**EXERCISE**
How many lines in the items below contain the string "each", counting only matches with the same case? Reply with the number alone.

**MATERIAL PROVIDED**
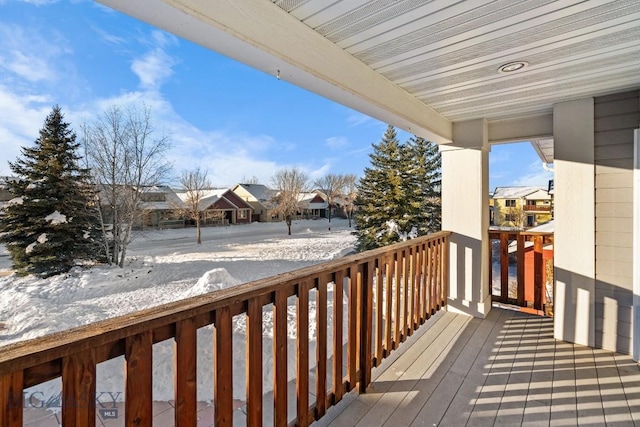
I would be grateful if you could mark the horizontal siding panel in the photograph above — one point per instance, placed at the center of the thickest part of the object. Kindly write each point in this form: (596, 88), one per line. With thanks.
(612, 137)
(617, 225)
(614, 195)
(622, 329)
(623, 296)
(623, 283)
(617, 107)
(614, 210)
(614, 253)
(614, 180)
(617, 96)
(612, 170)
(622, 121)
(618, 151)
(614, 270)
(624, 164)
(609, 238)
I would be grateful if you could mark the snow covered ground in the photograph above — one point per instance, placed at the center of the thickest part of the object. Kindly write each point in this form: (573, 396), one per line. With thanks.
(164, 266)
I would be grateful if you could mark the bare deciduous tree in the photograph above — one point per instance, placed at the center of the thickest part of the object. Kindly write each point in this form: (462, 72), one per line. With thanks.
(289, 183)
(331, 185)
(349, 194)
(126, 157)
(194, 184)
---
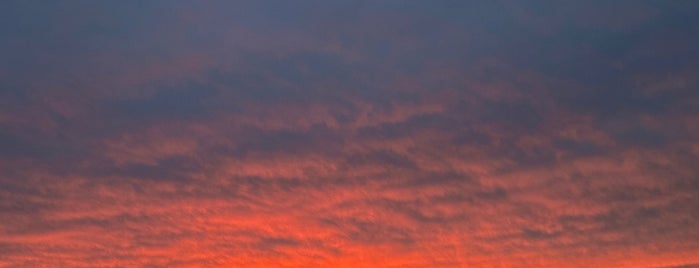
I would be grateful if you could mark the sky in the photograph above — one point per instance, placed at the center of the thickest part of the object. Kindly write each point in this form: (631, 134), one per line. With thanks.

**REPLY**
4